ページ本文 -
◇ ◇ ◇ ◇ ◇

またしても本です。
何故かというと、懐具合がちと寂しく、ランチに出られないからです。
ランチに行けない→ネタがないとブログが書けない→本をネタにしよう(゚∀゚)!
華麗なる三段論法です。
『文人悪食』
文豪と食との関わりを、様々な角度から見つめています。
見つめているのは、嵐山光三郎です。
この人は、やはり超一流の編集者です。
作家によって、視点を変えるのですが、着眼点が素晴らしい。
例えば、森鴎外の『饅頭茶漬け』は有名ですね。
そこから嵐山光三郎は、
-森鴎外がなぜ饅頭茶漬けを好むようになったのか
-饅頭茶漬けを好むような森鴎外の人となり
食との関わりを見つめつつ、その人間性へ踏み込んでいくのです。
つまり、食を足がかりにした、人間観察の本です。
その視線が鋭い。
正直どこまでが真実なのかはわかりません。
嵐山光三郎が推理した部分が、かなりのページを占めている気もします。

◇ ◇ ◇ ◇ ◇

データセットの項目
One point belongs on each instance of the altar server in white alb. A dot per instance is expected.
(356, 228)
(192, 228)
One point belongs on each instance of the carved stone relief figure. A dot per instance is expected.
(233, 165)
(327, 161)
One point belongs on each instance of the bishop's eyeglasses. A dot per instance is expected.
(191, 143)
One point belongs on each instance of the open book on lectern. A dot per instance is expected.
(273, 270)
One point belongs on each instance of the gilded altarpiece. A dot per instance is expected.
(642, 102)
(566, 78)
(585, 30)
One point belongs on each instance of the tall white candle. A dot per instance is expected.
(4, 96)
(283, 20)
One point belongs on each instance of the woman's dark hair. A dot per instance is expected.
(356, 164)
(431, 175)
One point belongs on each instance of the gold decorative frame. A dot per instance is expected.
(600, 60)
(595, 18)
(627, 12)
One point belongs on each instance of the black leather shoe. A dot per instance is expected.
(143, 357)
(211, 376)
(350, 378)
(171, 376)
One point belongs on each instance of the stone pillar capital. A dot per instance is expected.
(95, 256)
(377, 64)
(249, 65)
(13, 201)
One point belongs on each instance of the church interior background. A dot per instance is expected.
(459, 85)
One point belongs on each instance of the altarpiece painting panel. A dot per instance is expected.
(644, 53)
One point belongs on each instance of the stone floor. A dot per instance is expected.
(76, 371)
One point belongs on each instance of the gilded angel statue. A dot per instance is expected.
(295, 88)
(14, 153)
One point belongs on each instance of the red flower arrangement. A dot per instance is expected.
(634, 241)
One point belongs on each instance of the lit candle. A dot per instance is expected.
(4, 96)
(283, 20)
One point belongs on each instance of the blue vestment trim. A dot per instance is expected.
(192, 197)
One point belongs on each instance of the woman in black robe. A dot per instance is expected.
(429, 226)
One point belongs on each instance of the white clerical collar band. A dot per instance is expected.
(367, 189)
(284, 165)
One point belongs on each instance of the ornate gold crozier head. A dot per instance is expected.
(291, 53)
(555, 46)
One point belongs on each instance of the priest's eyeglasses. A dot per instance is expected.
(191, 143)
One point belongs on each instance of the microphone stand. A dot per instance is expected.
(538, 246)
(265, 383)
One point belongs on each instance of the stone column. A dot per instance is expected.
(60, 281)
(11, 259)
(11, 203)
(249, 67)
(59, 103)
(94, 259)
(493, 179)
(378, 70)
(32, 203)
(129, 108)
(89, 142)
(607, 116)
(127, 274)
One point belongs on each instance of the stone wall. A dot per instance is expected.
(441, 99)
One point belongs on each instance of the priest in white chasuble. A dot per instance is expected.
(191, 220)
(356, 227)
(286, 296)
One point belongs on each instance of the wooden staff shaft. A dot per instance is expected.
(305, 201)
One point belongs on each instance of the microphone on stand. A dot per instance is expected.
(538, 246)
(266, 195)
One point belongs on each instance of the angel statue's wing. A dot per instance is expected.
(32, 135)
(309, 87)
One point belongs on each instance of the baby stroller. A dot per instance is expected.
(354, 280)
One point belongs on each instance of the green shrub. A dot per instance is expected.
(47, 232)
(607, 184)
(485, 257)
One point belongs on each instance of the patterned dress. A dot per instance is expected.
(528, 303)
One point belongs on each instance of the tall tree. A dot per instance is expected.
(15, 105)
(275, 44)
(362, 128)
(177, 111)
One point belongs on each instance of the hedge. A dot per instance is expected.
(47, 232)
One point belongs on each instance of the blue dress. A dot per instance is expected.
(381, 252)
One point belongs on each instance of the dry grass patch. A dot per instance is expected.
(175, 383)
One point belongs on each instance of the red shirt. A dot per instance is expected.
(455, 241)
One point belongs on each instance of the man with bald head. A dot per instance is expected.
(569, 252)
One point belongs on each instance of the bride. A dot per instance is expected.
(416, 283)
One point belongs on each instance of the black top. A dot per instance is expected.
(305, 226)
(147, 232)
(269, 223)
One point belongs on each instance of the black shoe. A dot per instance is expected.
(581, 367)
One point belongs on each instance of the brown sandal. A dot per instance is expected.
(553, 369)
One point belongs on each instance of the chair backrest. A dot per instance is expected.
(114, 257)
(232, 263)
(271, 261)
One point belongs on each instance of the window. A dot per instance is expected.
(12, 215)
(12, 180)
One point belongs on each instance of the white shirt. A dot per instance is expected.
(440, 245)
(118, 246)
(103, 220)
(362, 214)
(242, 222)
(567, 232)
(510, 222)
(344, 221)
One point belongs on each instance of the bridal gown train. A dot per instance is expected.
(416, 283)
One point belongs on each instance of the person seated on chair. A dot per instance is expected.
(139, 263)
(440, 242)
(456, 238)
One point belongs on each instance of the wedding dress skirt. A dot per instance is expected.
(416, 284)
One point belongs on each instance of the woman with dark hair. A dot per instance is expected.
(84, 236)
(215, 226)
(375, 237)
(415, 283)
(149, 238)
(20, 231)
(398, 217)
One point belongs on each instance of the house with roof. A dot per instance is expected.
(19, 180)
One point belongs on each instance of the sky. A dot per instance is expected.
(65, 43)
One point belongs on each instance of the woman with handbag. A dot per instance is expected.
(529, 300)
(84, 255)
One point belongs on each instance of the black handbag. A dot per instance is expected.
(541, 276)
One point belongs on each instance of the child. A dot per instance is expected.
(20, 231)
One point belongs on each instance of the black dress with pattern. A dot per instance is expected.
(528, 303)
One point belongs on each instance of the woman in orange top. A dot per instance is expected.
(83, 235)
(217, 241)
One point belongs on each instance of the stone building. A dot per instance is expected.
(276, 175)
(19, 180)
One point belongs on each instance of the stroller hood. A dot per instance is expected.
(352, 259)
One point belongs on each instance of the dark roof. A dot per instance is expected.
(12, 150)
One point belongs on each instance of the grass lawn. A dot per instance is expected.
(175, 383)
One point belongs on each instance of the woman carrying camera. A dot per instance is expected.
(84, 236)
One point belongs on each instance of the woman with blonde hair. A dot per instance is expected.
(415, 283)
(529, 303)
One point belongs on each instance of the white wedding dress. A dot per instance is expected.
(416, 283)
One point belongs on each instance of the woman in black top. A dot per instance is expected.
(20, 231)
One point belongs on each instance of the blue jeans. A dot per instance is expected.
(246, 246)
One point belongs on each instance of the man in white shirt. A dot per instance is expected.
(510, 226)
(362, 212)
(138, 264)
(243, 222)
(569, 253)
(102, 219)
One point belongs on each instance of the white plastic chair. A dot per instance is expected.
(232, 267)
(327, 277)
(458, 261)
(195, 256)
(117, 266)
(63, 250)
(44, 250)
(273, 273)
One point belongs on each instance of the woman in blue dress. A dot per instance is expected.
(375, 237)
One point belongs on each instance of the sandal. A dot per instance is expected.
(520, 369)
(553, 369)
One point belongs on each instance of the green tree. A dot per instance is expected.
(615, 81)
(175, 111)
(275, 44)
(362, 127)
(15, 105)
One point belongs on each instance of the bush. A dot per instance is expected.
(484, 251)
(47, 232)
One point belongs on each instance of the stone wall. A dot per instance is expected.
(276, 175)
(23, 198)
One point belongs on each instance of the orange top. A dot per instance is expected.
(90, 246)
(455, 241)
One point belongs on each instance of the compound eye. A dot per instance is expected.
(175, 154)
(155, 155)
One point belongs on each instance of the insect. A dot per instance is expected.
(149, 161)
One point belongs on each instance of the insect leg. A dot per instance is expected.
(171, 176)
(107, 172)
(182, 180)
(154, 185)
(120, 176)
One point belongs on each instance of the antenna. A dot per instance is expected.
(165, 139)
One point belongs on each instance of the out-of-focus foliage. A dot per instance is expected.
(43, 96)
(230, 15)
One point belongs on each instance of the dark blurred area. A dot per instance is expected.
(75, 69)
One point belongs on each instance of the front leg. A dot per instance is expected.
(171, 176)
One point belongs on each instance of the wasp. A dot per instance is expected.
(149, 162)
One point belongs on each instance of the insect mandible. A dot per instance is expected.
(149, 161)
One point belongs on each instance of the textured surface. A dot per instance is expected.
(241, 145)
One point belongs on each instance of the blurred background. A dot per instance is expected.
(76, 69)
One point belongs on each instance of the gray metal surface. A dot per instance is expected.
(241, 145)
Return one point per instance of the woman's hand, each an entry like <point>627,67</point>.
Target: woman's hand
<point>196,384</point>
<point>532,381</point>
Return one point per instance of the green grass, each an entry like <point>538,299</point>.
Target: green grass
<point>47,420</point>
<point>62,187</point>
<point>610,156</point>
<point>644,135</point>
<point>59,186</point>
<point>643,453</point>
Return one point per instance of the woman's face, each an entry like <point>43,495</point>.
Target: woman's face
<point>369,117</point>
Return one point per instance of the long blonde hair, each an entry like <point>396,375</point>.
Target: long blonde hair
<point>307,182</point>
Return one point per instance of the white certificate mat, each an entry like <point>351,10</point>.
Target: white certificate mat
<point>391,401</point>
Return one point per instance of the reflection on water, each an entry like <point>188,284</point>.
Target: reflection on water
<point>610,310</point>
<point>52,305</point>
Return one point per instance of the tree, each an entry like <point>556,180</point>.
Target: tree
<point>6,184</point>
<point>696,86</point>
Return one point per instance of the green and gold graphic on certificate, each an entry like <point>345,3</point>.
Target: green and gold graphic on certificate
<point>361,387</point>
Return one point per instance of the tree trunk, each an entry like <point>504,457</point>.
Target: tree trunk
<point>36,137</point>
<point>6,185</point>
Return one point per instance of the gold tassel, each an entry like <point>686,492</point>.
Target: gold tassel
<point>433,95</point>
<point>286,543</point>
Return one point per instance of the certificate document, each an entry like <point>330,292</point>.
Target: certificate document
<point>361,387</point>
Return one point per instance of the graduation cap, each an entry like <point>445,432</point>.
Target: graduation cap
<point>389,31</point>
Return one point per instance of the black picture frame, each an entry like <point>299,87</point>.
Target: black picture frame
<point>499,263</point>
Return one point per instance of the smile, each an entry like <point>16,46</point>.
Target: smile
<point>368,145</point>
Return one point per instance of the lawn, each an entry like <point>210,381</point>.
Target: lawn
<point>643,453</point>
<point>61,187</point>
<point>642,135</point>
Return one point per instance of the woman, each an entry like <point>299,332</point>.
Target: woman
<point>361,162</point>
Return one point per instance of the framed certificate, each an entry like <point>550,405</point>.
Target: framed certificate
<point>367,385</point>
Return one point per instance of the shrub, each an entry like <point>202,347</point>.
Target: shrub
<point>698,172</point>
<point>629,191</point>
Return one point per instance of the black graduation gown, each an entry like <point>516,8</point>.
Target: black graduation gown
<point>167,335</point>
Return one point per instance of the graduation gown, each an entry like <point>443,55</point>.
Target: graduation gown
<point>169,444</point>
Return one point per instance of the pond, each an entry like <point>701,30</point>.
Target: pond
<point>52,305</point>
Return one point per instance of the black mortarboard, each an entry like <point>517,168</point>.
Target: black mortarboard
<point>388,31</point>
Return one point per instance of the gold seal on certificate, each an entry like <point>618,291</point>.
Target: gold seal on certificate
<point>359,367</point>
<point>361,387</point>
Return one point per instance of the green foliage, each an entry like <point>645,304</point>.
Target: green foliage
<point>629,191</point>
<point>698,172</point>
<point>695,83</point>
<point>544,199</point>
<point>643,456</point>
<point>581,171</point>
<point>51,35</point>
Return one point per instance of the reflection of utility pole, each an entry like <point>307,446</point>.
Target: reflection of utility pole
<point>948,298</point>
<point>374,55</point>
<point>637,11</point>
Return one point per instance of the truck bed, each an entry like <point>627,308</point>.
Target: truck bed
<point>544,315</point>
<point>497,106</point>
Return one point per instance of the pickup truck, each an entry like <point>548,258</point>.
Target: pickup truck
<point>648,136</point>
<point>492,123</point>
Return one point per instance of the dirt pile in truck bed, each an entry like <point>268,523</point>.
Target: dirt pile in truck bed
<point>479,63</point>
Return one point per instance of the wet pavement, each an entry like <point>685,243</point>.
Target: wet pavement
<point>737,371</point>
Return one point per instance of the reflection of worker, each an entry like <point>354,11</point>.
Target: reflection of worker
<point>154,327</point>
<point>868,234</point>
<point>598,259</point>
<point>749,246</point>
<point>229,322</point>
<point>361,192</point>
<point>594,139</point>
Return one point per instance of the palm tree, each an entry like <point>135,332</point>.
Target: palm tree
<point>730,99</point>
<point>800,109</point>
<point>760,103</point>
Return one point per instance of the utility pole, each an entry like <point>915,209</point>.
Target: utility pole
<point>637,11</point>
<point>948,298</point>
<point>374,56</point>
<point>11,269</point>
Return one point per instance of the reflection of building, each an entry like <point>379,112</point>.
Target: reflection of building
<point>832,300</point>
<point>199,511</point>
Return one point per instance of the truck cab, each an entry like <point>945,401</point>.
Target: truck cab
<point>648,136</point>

◇ ◇ ◇ ◇ ◇

指示 -
1. 『文人悪食』の紹介記事のうち、「何故かというと、懐具合がちと寂しく、ランチに出られないからです。」から「食との関わりを見つめつつ、その人間性へ踏み込んでいくのです。」までの部分を、「饅頭茶漬け」を「羊羹茶漬け」に置き換えて書き直してください。
2. 『文人悪食』の紹介記事をもとに、次の問いに答えよ。
(a) 筆者がランチに出られない理由は何か。
(b) 本の中で文豪と食との関わりを見つめているのは誰か。
(c) 森鴎外の有名なものとして挙げられている食べ物は何か。
3. 『文人悪食』の紹介記事を、最後の文の後から書き継ぐこと。

回答 -
1.
何故かというと、懐具合がちと寂しく、ランチに出られないからです。
ランチに行けない→ネタがないとブログが書けない→本をネタにしよう(゚∀゚)!
華麗なる三段論法です。
『文人悪食』
文豪と食との関わりを、様々な角度から見つめています。
見つめているのは、嵐山光三郎です。
この人は、やはり超一流の編集者です。
作家によって、視点を変えるのですが、着眼点が素晴らしい。
例えば、森鴎外の『羊羹茶漬け』は有名ですね。
そこから嵐山光三郎は、
-森鴎外がなぜ羊羹茶漬けを好むようになったのか
-羊羹茶漬けを好むような森鴎外の人となり
食との関わりを見つめつつ、その人間性へ踏み込んでいくのです。

2.
(a) 懐具合が寂しいから。
(b) 嵐山光三郎。
(c) 饅頭茶漬け。

3.
しかし、緻密に調べぬいた(膨大な参考文献です)先の推理なので、説得力があり、つい納得してしまうのです。
取り上げられている文人は、37人。
そのすべてを同じ密度で描いているので、全部読み終わると、ぐったりします。
また、読んだ自分自身が、『文学研究者』になった錯覚を起こします。
つまり『知った気』になってしまうのです。
それほど密度が高いです。
まあ、それこそが、嵐山光三郎の思う壺だったりして・・・。
是非ご一読を。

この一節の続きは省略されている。